Source extract:
------------------------------------
On June 28, the US House of Representatives Committee on Transportation and Infrastructure reported out to the floor of the House of Representatives for consideration by the full House H.R. 2997, the 21st Century Aviation Innovation, Reform, and Reauthorization Act (HR 2997). HR 2997, in addition to privatizing US air traffic control, would as amended, prevent entry into the United States of "flag of convenience carriers" and effectively overturn the legal interpretations by the Departments of State, Justice and Transportation of the 2007 Air Transport Agreement Between the United States of America and the European Community and Its Member States as amended in 2010 by the Protocol to Amend the Air Transport Agreement Between the United States of America and the European Community and Its Member States (collectively the ATA).1 Pursuant to the ATA, the US Department of Transportation (DOT) order on December 2, 2016 (Final Order)2 granted a foreign air carrier permit to Norwegian Air International Limited (Norwegian) as a certificated Irish foreign air carrier. The Final Order granted Norwegian economic authority to operate to the United States as a foreign air carrier under 49 USC § 41301, and to conduct foreign scheduled and charter air transportation of persons and property under the ATA.3

The Final Order was the end result of Norwegian's 2013 application for a foreign air carrier permit, which was vigorously opposed by many US and foreign airlines and labor groups. The opponents alleged that Norwegian is using Ireland as a "flag of convenience," contending that it is a subsidiary of the Norwegian flag carrier Norwegian Air Shuttle (NAS), and that Norwegian is based in Ireland to avoid the more restrictive social and labor laws of Norway. Norwegian's business plan involved outsourcing its pilot and cabin crew to a third party based in Singapore to take advantage of lower wages and working conditions.4 Some objectors also asserted that Norwegian's business plan raises safety issues.5

The opponents main argument was that Norwegian's proposed business plan violated Article 17 bis of the ATA. Article 17 bis provides as follows:

"1. The Parties recognise the importance of the social dimension of the Agreement and the benefits that arise when open markets are accompanied by high labour standards. The opportunities created by the Agreement are not intended to undermine labour standards or the labour-related rights and principles contained in the Parties' respective laws.
------------------------------------
Listed entries:
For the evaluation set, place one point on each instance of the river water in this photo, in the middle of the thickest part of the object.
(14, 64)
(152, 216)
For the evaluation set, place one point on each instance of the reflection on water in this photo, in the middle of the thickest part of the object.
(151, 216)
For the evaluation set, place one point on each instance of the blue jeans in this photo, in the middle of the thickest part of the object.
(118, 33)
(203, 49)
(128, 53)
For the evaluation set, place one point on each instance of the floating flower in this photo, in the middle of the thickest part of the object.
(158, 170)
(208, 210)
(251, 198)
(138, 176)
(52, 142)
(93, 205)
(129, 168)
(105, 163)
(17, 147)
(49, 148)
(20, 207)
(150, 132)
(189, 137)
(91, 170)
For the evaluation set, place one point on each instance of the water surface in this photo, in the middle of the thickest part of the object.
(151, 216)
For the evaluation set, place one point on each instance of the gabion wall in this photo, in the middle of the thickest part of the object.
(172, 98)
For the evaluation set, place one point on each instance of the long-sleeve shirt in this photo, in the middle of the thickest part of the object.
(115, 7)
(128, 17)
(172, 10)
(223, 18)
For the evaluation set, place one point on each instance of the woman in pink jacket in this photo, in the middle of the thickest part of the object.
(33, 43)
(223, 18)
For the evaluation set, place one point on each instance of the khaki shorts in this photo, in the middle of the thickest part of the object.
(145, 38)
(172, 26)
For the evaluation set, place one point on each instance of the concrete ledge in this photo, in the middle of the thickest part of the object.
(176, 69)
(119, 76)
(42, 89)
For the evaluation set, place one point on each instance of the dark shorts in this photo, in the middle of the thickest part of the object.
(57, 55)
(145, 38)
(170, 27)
------------------------------------
Exercise directions:
Using the passage on the Norwegian Air permit, decide whether each statement agrees with it. Answer yes or no for each, and quote the words that decide it.
1. The Department of Transportation issued its Final Order on December 2, 2016.
2. Norwegian applied for its foreign air carrier permit in 2010.
3. Norwegian planned to outsource its pilot and cabin crew to a third party based in Norway.
The records play no part in this work.

Task response:
1. Yes: "the US Department of Transportation (DOT) order on December 2, 2016 (Final Order)"
2. No: "Norwegian's 2013 application for a foreign air carrier permit"
3. No: "outsourcing its pilot and cabin crew to a third party based in Singapore"